Tekstfragment
------------------------------------------------------------------------

Blaastest

In 2008 zat 6,8 procent van de bestuurders met meer dan 0,2 promille alcohol in zijn bloed achter het stuur. In 2006 was dat percentage nog 9,8 procent. Het aandeel zware drinkers is gelijk gebleven.

Uit onderzoek van het Ministerie van Verkeer en Waterstaat blijkt dat het alcoholgebruik onder autobestuurders is afgenomen. In 2008 blies 6,8 procent meer dan 0,2 promille. Voor beginnende bestuurders betekent dat een overtreding, ervaren bestuurders – rijbewijs langer dan vijf jaar – mogen maximaal 0,5 promille blazen.

Van de beginnende bestuurders gaat 4,8 procent in de fout, in 2007 was dat nog 5,2 procent. De daling wordt vooral veroorzaakt door de lichte drinkers (tussen 0,2 en 0,5 promille). Op vrijdagnacht tussen 2 en 4 uur vinden de meest overtredingen onder de beginnende bestuurders plaats, maar liefst 11,3 procent zit dan boven het toegestane promillage.

Ook valt op dat beginnende bestuurders in de leeftijdsgroep ‘ouder dan 25 jaar’ veel vaker de fout in gaan dan jonge bestuurders. Bij ervaren bestuurders is het aantal overtredingen gedaald van 3,2 naar 2,9 procent. Ook hier is het aandeel lichte drinkers (tot 0,8 promille) het hardst gedaald. Opvallend is verder dat mannen (3,6 procent) veel vaker met te veel alcohol op achter het stuur kruipen dan vrouwen (1,6 procent). Het aandeel zware drinkers (meer dan 1,3 promille) bleef in 2008 gelijk. De overheid wil voor deze groep een alcoholslot invoeren.

------------------------------------------------------------------------

[Gegevens voor aanwijzen in afbeeldingen]

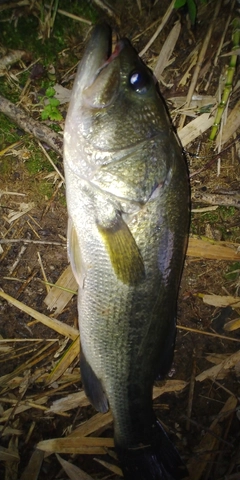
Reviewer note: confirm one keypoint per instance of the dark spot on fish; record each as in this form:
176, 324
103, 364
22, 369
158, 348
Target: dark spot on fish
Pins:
140, 81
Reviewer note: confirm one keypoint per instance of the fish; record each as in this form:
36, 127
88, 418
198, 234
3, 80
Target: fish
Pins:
127, 191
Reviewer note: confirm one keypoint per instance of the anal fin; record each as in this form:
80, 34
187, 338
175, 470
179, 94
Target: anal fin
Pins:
92, 386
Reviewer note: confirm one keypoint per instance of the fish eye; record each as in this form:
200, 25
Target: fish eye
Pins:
139, 81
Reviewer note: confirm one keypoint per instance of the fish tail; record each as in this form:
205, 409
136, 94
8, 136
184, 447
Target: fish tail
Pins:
157, 461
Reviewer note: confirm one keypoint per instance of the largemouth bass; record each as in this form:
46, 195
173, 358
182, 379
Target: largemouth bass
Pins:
128, 205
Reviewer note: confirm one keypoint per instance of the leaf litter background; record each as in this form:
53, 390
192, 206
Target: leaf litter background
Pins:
47, 426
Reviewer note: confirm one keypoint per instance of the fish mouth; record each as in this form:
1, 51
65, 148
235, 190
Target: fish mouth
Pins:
103, 48
108, 45
100, 68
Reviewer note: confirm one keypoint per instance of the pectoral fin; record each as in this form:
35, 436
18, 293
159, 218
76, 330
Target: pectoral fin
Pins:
74, 254
92, 386
123, 251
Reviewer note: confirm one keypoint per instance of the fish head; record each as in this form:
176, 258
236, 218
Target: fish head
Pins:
115, 103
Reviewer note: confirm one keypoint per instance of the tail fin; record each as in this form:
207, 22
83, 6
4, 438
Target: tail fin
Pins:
157, 461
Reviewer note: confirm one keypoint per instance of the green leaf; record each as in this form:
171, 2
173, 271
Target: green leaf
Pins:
55, 115
179, 3
192, 10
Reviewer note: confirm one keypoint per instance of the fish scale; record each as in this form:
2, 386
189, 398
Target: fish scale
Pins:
128, 204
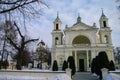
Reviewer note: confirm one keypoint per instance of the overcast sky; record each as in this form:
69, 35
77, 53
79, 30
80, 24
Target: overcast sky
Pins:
90, 12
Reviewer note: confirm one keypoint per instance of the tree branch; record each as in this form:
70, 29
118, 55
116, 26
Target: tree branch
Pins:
18, 30
32, 40
12, 43
19, 5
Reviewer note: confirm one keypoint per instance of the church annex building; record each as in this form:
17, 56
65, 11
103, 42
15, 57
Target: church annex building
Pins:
81, 41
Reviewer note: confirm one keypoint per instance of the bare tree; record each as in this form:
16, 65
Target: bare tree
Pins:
7, 29
20, 47
20, 5
21, 10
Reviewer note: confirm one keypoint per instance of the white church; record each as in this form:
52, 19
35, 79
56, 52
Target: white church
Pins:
81, 41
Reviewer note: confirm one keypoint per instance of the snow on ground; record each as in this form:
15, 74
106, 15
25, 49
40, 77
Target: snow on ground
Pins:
57, 77
112, 76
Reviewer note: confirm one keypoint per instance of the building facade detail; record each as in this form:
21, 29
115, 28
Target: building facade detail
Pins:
81, 41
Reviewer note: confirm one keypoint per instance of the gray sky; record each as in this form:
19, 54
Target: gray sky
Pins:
90, 12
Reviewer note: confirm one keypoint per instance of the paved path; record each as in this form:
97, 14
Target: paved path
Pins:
84, 76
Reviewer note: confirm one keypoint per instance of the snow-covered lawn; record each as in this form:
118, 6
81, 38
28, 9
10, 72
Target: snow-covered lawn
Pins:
57, 77
112, 76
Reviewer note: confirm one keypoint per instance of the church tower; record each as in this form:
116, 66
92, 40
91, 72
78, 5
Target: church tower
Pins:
105, 31
57, 34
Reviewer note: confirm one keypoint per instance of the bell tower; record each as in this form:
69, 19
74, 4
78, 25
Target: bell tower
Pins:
105, 31
57, 33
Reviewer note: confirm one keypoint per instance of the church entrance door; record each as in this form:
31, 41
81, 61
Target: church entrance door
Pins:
81, 64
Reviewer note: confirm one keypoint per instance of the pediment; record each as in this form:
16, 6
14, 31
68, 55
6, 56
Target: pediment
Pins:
80, 26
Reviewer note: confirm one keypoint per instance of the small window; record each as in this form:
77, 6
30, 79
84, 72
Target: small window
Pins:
104, 24
105, 39
57, 27
56, 40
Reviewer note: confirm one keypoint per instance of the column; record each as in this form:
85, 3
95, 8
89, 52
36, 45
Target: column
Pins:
76, 60
87, 54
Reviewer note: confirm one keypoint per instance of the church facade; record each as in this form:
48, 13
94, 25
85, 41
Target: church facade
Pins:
81, 41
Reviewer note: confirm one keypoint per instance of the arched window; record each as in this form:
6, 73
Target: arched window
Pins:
57, 28
105, 39
104, 24
56, 40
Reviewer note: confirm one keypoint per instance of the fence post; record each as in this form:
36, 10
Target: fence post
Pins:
104, 72
68, 72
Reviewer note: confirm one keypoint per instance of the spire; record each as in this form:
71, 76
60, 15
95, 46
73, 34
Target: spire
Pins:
57, 19
79, 18
103, 15
57, 14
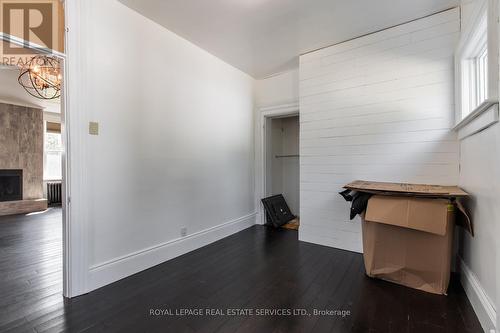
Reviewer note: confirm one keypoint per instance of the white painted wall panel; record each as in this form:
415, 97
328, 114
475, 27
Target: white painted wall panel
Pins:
176, 143
380, 108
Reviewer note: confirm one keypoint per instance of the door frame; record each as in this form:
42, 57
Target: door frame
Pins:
278, 111
74, 238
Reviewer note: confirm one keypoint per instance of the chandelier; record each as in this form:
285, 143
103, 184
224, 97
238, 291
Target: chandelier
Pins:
41, 77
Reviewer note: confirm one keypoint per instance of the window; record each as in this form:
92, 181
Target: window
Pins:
476, 72
475, 76
52, 169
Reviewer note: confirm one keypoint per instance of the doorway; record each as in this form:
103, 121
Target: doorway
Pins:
281, 160
37, 221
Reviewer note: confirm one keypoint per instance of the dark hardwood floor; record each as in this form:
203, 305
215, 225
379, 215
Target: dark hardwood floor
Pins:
256, 269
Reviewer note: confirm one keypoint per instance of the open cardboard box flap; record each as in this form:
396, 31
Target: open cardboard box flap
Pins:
414, 206
407, 189
428, 215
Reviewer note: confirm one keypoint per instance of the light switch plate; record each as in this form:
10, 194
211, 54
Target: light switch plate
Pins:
93, 128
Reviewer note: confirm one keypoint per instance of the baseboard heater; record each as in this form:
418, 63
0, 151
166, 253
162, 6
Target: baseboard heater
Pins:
54, 194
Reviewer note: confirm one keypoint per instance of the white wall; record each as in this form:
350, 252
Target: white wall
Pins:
176, 142
278, 90
480, 176
380, 108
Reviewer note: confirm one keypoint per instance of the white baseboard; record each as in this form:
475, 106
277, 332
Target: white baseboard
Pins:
119, 268
481, 303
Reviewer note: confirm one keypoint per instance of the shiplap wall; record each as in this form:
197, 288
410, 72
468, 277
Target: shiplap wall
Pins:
379, 107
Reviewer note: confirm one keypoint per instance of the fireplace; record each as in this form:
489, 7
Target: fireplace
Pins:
11, 185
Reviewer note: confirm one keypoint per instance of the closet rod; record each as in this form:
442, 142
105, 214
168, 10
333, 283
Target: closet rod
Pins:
282, 156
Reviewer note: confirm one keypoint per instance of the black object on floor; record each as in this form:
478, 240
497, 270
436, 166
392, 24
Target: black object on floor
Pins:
359, 201
277, 211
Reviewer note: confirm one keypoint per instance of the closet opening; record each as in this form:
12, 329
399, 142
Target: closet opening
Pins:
282, 171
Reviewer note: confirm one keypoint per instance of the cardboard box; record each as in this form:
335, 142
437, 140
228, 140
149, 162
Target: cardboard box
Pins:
423, 190
408, 240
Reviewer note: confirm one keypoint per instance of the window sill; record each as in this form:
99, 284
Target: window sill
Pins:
481, 118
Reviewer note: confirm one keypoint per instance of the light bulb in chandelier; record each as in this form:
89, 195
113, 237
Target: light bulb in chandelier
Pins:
41, 77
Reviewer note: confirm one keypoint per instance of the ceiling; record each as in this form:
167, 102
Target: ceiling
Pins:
265, 37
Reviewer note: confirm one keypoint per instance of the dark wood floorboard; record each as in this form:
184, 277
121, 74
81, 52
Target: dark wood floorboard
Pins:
256, 269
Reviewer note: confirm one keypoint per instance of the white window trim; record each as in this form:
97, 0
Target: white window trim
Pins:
484, 17
55, 118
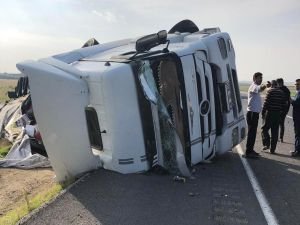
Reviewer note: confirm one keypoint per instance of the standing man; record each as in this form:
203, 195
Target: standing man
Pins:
296, 118
253, 110
272, 109
287, 96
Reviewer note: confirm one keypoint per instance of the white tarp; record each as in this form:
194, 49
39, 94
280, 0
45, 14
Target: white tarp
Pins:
7, 112
20, 155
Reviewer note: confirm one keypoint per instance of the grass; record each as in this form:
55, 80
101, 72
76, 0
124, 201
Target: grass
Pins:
13, 216
5, 86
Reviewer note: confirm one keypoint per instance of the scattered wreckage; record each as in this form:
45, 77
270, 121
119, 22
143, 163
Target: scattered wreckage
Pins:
169, 100
18, 126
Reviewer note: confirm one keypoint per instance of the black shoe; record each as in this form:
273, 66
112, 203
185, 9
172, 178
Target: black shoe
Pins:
272, 152
295, 153
251, 154
255, 153
265, 148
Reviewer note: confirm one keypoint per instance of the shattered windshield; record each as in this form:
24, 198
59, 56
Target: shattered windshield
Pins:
173, 156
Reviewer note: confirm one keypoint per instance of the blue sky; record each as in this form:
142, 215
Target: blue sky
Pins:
265, 33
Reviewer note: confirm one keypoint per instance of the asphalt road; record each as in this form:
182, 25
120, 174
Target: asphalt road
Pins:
219, 194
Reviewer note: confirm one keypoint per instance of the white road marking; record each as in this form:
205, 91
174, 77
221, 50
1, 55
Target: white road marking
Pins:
263, 202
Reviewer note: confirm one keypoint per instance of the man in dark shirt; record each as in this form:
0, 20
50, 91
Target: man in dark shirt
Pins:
287, 95
272, 108
296, 118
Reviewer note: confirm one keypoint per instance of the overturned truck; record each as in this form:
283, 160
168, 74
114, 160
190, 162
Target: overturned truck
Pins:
167, 99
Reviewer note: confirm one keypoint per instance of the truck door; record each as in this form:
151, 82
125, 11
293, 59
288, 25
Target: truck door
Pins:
206, 105
192, 101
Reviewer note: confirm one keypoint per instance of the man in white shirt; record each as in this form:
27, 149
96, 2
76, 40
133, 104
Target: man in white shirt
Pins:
253, 110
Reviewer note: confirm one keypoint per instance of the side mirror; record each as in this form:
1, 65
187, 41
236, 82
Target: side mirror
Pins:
147, 42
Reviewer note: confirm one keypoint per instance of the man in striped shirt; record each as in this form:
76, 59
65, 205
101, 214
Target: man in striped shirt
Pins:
272, 108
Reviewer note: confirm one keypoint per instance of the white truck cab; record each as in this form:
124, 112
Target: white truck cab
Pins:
169, 100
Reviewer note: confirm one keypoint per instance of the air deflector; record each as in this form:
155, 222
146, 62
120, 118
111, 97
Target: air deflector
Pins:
184, 26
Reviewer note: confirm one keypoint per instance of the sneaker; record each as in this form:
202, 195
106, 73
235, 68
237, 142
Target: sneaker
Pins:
255, 153
271, 152
265, 148
251, 154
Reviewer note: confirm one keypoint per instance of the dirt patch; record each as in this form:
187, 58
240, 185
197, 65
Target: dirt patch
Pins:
14, 183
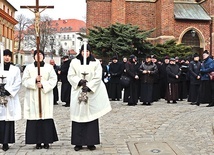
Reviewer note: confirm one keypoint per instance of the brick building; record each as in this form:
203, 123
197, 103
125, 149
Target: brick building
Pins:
7, 24
188, 21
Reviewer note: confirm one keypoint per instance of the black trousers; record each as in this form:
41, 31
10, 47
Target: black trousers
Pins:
86, 133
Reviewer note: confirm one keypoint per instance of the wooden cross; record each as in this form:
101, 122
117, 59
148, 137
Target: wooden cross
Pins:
35, 10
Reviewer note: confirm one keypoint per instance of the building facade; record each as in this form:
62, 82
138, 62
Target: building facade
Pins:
7, 23
188, 21
64, 37
62, 40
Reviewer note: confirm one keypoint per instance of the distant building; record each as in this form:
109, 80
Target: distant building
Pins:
190, 22
7, 23
63, 39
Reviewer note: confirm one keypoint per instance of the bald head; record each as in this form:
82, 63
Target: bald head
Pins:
52, 62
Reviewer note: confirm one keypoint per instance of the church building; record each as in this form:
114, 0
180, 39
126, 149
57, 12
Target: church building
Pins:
7, 24
188, 21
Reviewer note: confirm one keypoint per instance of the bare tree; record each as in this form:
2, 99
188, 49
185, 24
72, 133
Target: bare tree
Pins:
47, 30
21, 27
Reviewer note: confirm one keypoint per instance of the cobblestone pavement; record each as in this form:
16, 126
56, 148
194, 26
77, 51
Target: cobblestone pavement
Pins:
189, 127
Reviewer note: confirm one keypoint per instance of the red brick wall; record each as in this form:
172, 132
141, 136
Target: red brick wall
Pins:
118, 10
146, 15
141, 14
98, 13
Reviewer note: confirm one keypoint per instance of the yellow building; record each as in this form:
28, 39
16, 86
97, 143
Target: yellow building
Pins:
7, 24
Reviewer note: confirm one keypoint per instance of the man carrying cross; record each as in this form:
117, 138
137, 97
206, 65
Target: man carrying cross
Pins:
39, 79
37, 19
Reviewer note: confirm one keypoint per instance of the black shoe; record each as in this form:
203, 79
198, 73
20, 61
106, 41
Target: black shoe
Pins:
66, 105
210, 105
77, 147
192, 103
5, 147
131, 104
148, 103
91, 147
38, 146
46, 146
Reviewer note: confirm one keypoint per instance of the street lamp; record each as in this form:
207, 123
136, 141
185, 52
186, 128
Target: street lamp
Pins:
52, 43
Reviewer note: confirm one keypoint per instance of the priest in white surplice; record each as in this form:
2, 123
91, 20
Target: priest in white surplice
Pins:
84, 116
39, 130
12, 111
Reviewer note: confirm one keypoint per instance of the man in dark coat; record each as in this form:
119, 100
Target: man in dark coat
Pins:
147, 73
66, 86
173, 73
115, 70
130, 92
194, 77
55, 90
163, 77
206, 90
156, 85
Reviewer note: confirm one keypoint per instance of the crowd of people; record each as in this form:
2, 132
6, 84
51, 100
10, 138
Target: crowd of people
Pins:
87, 88
40, 82
173, 79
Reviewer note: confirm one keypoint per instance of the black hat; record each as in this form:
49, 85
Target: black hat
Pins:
166, 57
114, 58
65, 57
132, 56
88, 48
7, 52
40, 51
206, 51
195, 55
154, 56
172, 59
148, 56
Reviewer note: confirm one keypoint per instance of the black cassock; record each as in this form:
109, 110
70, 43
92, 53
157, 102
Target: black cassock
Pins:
7, 134
40, 131
86, 133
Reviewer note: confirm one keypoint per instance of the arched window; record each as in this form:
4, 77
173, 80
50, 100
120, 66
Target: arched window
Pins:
191, 39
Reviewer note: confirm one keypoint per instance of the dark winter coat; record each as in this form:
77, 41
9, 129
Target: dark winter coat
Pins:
115, 70
148, 78
194, 71
172, 70
206, 67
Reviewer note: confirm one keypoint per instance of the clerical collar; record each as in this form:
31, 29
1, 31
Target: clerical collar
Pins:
42, 63
7, 66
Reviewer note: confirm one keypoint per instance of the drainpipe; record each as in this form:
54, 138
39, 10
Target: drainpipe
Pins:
211, 36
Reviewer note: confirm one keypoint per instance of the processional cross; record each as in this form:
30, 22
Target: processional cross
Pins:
35, 10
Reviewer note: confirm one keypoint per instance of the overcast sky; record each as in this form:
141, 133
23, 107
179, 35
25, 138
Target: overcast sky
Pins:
64, 9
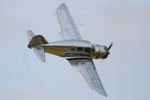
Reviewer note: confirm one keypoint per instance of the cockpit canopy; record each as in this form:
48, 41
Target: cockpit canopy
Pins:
99, 51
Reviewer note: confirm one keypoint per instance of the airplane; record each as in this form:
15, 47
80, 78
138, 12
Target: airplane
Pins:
73, 48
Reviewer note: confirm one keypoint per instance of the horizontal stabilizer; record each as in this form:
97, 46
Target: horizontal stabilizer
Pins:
39, 51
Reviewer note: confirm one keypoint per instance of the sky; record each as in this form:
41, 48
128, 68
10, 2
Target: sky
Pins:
125, 74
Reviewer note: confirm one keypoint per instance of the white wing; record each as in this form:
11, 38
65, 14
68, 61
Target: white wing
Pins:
66, 27
88, 71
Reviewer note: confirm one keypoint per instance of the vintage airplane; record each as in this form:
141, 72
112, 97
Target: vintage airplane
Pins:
77, 51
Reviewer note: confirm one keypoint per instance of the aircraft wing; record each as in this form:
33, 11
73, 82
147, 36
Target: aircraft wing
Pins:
87, 70
66, 26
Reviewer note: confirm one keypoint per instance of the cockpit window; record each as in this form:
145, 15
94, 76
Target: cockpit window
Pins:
72, 49
87, 49
79, 49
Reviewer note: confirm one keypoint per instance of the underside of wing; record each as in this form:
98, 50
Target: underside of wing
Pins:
66, 26
88, 71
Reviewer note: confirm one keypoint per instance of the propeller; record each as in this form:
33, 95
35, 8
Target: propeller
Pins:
110, 46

------------------------------------------------------------------------

Opdracht
Vat de tekst over alcoholgebruik onder autobestuurders samen in twee zinnen.

Uitwerking
In 2008 had 6,8 procent van de bestuurders meer dan 0,2 promille alcohol in het bloed, tegen 9,8 procent in 2006, terwijl het aandeel zware drinkers gelijk bleef. Het aandeel overtreders daalde bij beginnende bestuurders van 5,2 naar 4,8 procent en bij ervaren bestuurders van 3,2 naar 2,9 procent, vooral doordat er minder lichte drinkers waren, en voor de zware drinkers wil de overheid een alcoholslot invoeren.